INFORMATION SHOWN:

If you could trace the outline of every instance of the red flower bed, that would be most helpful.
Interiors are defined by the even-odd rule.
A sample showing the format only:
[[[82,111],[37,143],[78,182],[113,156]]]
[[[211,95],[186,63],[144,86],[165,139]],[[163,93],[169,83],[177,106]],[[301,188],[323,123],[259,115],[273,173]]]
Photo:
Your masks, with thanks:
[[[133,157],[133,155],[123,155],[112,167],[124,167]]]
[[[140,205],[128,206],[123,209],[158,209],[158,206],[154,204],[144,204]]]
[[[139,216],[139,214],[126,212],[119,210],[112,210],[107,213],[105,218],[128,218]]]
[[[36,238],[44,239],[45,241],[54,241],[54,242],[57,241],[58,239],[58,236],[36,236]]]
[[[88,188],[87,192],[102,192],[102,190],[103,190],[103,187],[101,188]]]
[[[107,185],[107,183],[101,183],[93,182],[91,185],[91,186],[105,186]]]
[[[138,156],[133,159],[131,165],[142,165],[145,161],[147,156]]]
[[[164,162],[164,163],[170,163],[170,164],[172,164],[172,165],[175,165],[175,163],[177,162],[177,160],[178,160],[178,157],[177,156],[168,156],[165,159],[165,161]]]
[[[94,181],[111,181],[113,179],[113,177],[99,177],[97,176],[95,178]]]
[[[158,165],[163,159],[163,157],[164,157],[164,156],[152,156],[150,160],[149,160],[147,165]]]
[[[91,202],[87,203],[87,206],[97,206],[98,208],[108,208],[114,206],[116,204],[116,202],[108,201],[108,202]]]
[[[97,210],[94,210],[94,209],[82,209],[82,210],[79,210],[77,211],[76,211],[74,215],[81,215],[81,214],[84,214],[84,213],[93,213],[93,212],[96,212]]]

PROBLEM DESCRIPTION: Reproduce the material above line for line, without changing a single character.

RESPONSE:
If you could trace the outline of every instance of the red flower bed, that would be most helpful.
Interiors are defined by the even-odd rule.
A sample showing the format only:
[[[82,111],[37,143],[78,182],[113,156]]]
[[[211,95],[186,63],[144,86],[165,139]],[[163,93],[169,83],[177,106]],[[301,188],[323,123],[259,115],[273,173]]]
Photo:
Your masks, with thanks:
[[[133,157],[133,155],[123,155],[112,167],[124,167]]]
[[[140,205],[128,206],[123,209],[158,209],[158,206],[154,204],[144,204]]]
[[[139,216],[139,214],[126,212],[119,210],[112,210],[107,213],[105,218],[128,218]]]
[[[36,238],[44,239],[45,241],[54,241],[54,242],[57,241],[58,239],[58,236],[36,236]]]
[[[88,188],[87,192],[102,192],[102,190],[103,190],[103,187],[101,188]]]
[[[107,185],[107,183],[101,183],[93,182],[91,185],[91,186],[105,186]]]
[[[138,156],[133,159],[131,165],[142,165],[145,161],[147,156]]]
[[[164,162],[164,163],[170,163],[170,164],[172,164],[172,165],[175,165],[175,163],[177,162],[177,160],[178,160],[178,157],[177,156],[168,156],[165,159],[165,161]]]
[[[94,181],[111,181],[113,179],[113,177],[99,177],[97,176],[95,178]]]
[[[158,165],[163,159],[163,157],[164,157],[164,156],[152,156],[150,160],[149,160],[147,165]]]
[[[91,202],[87,203],[87,206],[97,206],[98,208],[108,208],[114,206],[116,204],[116,202],[108,201],[108,202]]]
[[[97,210],[94,210],[94,209],[82,209],[82,210],[79,210],[77,211],[76,211],[74,215],[81,215],[81,214],[84,214],[84,213],[93,213],[93,212],[96,212]]]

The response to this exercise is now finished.